* **Instructions for the task**
Rewrite the lines below so that "bounding boxes" is renamed to "detection boxes" everywhere it occurs, and leave everything else unchanged.

>> START Listing

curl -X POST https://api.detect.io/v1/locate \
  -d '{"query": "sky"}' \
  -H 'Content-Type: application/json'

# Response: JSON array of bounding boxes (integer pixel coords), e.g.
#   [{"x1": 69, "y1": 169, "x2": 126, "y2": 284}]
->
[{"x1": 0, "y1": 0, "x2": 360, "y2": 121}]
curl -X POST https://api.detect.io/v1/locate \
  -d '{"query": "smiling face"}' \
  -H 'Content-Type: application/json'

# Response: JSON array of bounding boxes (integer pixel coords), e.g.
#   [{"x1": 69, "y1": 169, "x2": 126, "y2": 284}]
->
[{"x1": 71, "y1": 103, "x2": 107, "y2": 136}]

>> END Listing

* **Written answer**
curl -X POST https://api.detect.io/v1/locate \
  -d '{"query": "sky"}' \
  -H 'Content-Type: application/json'

# Response: JSON array of detection boxes (integer pixel coords), e.g.
#   [{"x1": 69, "y1": 169, "x2": 126, "y2": 284}]
->
[{"x1": 0, "y1": 0, "x2": 360, "y2": 121}]
curl -X POST https://api.detect.io/v1/locate \
  -d '{"query": "smiling face"}' \
  -H 'Content-Type: application/json'

# Response: JSON array of detection boxes (integer pixel coords), e.g.
#   [{"x1": 69, "y1": 169, "x2": 126, "y2": 284}]
->
[{"x1": 71, "y1": 103, "x2": 107, "y2": 136}]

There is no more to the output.